# [Extrait de page]
= = =
Transmissions de données de Whatsapp à Facebook : mise en demeure publique pour absence de base légale

Transmissions de données de Whatsapp à Facebook : mise en demeure publique pour absence de base légale

Par décision n°2017-075 du 27 novembre 2017, la Présidente de la CNIL, Madame Isabelle FALQUE-PIERROTIN, a, sur le fondement de l’article 45 de la loi du 6 janvier 1978 modifiée, décidé de mettre en demeure la société WHATSAPP INC sise 1601, Willow Road, Menlo Park, California (94025), de faire cesser sous un délai d’un mois à compter de la notification de ladite décision, les manquements constatés à cette même loi, notamment celui relatif à l’obligation de disposer d’une base légale pour les traitements mis en œuvre.

Par décision n°2017-300 du 12 décembre dernier, le bureau de la CNIL a décidé de rendre publique cette décision n°2017-075 de mettre en demeure la société WHATSAPP INC.

Explication.

WHATSAPP est une application mobile multiplateforme qui fournit un système de messagerie instantanée via Internet et via les réseaux mobiles. Elle est utilisée, en 2017, par plus d'un milliard de personnes quotidiennement.

Après son rachat en 2014 par FACEBOOK, la société WHATSAPP a, le 25 août 2016, publié une nouvelle version des conditions d’utilisation et de la politique de confidentialité de l’application « WhatsApp ». Il y est mentionné que les données de ses utilisateurs sont désormais transmises à la société FACEBOOK Inc. pour trois finalités : le ciblage publicitaire, la sécurité et l’évaluation et l’amélioration des services (« business intelligence »).
= = =
[Extraits du jeu de données de segmentation]
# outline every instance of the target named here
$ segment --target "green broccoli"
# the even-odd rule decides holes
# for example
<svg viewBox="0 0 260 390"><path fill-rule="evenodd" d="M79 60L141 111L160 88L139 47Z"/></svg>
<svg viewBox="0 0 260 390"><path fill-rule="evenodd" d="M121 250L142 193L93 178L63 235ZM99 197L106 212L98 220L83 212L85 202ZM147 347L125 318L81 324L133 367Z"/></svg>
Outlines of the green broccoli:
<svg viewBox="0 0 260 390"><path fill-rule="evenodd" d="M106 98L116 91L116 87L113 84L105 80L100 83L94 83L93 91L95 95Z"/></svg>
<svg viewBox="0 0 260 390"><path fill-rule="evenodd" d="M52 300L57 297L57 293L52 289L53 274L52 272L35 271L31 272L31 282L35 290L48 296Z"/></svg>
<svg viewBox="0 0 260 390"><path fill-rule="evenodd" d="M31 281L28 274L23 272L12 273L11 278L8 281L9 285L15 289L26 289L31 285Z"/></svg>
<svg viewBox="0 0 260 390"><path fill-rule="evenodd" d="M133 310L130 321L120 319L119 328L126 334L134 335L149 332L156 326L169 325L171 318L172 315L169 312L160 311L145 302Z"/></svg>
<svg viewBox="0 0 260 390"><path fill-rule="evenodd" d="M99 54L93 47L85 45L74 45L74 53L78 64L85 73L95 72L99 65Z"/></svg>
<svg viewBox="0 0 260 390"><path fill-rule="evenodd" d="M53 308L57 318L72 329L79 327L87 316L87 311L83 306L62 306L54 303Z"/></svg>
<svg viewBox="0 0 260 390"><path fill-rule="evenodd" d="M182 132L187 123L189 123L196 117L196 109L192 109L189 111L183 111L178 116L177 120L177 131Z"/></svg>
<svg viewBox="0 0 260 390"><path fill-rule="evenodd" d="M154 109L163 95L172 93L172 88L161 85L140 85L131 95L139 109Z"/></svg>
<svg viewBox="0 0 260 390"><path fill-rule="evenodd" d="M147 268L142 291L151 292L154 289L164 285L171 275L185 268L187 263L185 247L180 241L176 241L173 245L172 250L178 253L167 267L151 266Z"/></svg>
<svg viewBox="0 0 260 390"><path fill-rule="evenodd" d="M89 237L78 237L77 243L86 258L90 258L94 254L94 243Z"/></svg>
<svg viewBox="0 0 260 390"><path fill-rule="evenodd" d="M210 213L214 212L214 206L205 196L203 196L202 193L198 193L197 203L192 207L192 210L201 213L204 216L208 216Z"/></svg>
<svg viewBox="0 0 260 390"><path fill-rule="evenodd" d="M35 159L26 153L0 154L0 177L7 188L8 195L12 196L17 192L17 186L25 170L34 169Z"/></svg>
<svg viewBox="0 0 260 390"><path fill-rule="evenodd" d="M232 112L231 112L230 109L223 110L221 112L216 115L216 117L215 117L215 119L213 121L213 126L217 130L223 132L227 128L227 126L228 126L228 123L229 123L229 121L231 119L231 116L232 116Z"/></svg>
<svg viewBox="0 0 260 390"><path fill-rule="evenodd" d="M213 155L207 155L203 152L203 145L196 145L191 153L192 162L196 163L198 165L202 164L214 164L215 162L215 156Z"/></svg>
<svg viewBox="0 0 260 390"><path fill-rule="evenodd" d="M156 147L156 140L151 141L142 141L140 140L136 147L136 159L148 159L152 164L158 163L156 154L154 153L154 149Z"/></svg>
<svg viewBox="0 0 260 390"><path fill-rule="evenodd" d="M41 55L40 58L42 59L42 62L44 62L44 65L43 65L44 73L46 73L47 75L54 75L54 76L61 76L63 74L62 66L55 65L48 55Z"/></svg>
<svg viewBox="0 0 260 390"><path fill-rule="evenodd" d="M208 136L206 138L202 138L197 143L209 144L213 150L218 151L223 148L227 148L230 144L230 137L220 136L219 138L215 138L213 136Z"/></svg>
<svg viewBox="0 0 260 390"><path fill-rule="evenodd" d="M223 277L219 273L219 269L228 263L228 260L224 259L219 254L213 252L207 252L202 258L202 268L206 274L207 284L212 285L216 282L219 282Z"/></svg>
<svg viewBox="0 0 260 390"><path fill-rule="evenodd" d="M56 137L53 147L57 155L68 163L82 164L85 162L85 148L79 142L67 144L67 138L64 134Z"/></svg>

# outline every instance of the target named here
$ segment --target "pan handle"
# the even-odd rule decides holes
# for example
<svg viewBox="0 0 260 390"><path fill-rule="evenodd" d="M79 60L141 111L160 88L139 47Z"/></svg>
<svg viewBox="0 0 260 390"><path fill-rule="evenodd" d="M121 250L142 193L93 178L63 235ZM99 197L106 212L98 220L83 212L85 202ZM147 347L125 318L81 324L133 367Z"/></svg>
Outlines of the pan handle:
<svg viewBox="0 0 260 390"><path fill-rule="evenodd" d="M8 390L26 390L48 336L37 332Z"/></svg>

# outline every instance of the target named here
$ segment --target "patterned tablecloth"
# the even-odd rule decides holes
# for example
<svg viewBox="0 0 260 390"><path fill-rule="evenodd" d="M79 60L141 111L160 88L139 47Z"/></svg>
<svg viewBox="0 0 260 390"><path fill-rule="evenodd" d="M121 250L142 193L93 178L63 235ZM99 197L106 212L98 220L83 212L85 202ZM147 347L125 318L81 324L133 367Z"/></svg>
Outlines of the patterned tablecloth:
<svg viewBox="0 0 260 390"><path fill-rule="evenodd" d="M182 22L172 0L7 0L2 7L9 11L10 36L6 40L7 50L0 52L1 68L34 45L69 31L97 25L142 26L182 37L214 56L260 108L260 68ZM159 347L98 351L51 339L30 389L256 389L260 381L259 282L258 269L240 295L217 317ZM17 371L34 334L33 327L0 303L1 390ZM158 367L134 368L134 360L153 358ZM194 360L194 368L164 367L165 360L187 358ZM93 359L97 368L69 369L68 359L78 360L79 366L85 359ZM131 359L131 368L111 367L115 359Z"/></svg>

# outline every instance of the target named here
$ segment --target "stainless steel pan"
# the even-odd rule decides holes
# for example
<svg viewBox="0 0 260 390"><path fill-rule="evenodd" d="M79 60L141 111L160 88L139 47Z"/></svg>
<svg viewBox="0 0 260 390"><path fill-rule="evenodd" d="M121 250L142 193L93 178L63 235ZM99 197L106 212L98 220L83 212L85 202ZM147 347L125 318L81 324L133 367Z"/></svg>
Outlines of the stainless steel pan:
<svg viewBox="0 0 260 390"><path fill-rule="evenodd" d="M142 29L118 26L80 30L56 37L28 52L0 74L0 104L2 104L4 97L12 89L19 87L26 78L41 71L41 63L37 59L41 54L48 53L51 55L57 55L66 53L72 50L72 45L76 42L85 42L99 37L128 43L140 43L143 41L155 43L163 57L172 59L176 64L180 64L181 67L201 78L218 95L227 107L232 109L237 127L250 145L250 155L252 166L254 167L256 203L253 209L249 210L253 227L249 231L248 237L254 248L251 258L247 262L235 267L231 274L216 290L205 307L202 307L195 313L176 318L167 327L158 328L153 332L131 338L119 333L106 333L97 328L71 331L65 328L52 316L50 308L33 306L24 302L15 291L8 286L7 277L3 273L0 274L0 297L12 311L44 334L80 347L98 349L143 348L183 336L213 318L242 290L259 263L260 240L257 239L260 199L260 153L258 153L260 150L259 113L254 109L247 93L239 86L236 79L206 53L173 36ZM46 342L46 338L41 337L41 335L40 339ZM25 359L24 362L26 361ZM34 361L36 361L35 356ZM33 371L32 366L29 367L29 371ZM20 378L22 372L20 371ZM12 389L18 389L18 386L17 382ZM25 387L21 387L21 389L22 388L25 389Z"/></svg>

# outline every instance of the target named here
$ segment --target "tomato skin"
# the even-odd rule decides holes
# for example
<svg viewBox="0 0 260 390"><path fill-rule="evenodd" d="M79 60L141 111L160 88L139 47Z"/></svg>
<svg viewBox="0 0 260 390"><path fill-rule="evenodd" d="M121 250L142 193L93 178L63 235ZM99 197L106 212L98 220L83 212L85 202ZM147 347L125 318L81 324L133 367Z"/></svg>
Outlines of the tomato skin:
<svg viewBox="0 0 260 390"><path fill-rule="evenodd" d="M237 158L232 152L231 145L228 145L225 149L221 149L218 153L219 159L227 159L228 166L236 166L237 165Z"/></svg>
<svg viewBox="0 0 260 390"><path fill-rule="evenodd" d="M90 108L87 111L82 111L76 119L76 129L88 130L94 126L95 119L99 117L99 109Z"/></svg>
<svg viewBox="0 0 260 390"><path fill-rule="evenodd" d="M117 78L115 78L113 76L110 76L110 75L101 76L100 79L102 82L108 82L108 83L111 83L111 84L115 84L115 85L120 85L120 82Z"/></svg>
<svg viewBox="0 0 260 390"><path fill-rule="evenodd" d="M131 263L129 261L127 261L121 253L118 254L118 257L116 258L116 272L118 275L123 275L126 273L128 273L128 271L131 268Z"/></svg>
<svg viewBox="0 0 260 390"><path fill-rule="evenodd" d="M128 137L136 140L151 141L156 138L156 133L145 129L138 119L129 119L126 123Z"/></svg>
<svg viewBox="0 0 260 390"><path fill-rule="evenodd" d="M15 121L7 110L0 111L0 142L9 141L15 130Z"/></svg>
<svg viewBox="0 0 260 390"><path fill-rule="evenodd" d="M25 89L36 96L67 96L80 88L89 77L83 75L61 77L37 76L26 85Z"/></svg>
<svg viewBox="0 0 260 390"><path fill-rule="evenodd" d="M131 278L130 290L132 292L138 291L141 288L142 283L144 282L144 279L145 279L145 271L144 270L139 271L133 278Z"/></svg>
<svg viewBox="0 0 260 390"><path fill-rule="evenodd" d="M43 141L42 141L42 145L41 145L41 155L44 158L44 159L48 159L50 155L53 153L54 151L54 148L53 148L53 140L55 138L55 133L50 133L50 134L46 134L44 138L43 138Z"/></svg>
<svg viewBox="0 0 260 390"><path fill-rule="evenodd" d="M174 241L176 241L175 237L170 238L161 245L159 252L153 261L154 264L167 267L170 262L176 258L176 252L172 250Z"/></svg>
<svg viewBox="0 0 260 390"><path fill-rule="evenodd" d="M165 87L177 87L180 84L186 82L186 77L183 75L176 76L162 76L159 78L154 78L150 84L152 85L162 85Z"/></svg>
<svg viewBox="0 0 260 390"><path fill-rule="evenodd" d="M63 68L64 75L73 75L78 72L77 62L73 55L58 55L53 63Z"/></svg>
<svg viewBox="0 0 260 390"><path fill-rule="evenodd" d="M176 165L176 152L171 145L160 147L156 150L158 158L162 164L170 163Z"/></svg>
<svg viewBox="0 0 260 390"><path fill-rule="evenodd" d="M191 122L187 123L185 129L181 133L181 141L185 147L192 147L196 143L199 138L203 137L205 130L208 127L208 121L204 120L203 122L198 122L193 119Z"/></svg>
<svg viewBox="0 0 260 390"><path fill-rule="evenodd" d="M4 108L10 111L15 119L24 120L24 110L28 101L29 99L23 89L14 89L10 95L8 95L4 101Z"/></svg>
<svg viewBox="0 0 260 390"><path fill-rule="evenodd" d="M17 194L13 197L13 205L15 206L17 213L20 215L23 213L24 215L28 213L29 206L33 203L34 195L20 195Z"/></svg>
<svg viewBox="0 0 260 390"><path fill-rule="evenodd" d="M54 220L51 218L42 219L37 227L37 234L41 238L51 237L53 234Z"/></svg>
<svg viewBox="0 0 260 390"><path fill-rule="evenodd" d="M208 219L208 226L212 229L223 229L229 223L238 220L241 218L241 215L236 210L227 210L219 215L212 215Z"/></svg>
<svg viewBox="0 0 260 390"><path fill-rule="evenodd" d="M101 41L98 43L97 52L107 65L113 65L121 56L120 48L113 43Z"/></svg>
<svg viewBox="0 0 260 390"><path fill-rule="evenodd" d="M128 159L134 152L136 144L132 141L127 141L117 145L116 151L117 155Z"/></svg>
= = =
# [Consignes des tâches]
**a.** Résumez l'extrait de page en deux phrases.
**b.** Réécrivez les enregistrements depuis leur début jusqu'à la ligne contenant « 159L26 153L0 154L0 », celle-ci comprise, en remplaçant « green broccoli » par « red pepper » sans rien modifier d'autre.
Le texte et les enregistrements proviennent de sources distinctes.

# [Réponses attendues]
**a.** Par décision n°2017-075 du 27 novembre 2017, la Présidente de la CNIL a mis en demeure la société WHATSAPP INC de faire cesser sous un mois les manquements constatés à la loi du 6 janvier 1978 modifiée, notamment l'absence de base légale pour les traitements mis en œuvre, et le bureau de la CNIL a décidé le 12 décembre de rendre cette décision publique. Après son rachat par FACEBOOK en 2014, WHATSAPP a publié le 25 août 2016 une nouvelle version de ses conditions d'utilisation et de sa politique de confidentialité, selon laquelle les données de ses utilisateurs sont transmises à FACEBOOK Inc. pour le ciblage publicitaire, la sécurité et l'évaluation et l'amélioration des services.

**b.**
# outline every instance of the target named here
$ segment --target "red pepper"
# the even-odd rule decides holes
# for example
<svg viewBox="0 0 260 390"><path fill-rule="evenodd" d="M79 60L141 111L160 88L139 47Z"/></svg>
<svg viewBox="0 0 260 390"><path fill-rule="evenodd" d="M121 250L142 193L93 178L63 235ZM99 197L106 212L98 220L83 212L85 202ZM147 347L125 318L81 324L133 367Z"/></svg>
Outlines of the red pepper:
<svg viewBox="0 0 260 390"><path fill-rule="evenodd" d="M106 98L116 91L116 87L113 84L105 80L100 83L94 83L93 91L95 95Z"/></svg>
<svg viewBox="0 0 260 390"><path fill-rule="evenodd" d="M52 300L57 297L57 293L52 289L53 274L52 272L35 271L31 272L31 282L35 290L48 296Z"/></svg>
<svg viewBox="0 0 260 390"><path fill-rule="evenodd" d="M31 281L28 274L23 272L12 273L11 278L8 281L9 285L15 289L26 289L31 285Z"/></svg>
<svg viewBox="0 0 260 390"><path fill-rule="evenodd" d="M133 310L130 321L120 319L119 328L126 334L134 335L149 332L156 326L169 325L171 318L172 315L169 312L160 311L145 302Z"/></svg>
<svg viewBox="0 0 260 390"><path fill-rule="evenodd" d="M99 54L93 47L85 45L74 45L74 53L78 64L85 73L95 72L99 65Z"/></svg>
<svg viewBox="0 0 260 390"><path fill-rule="evenodd" d="M53 308L57 318L72 329L79 327L87 316L87 311L83 306L62 306L54 303Z"/></svg>
<svg viewBox="0 0 260 390"><path fill-rule="evenodd" d="M182 132L187 123L189 123L196 117L196 109L192 109L189 111L183 111L178 116L177 120L177 131Z"/></svg>
<svg viewBox="0 0 260 390"><path fill-rule="evenodd" d="M154 109L163 95L172 93L172 88L161 85L140 85L131 95L139 109Z"/></svg>
<svg viewBox="0 0 260 390"><path fill-rule="evenodd" d="M147 268L142 291L151 292L154 289L164 285L171 275L185 268L187 263L185 247L180 241L176 241L173 245L172 250L178 253L167 267L151 266Z"/></svg>
<svg viewBox="0 0 260 390"><path fill-rule="evenodd" d="M89 237L78 237L77 243L86 258L90 258L94 254L94 243Z"/></svg>
<svg viewBox="0 0 260 390"><path fill-rule="evenodd" d="M210 213L214 212L214 206L205 196L203 196L202 193L198 193L197 203L192 207L192 210L201 213L204 216L208 216Z"/></svg>
<svg viewBox="0 0 260 390"><path fill-rule="evenodd" d="M35 159L26 153L0 154L0 177L7 188L8 195L12 196L17 192L17 186L25 170L34 169Z"/></svg>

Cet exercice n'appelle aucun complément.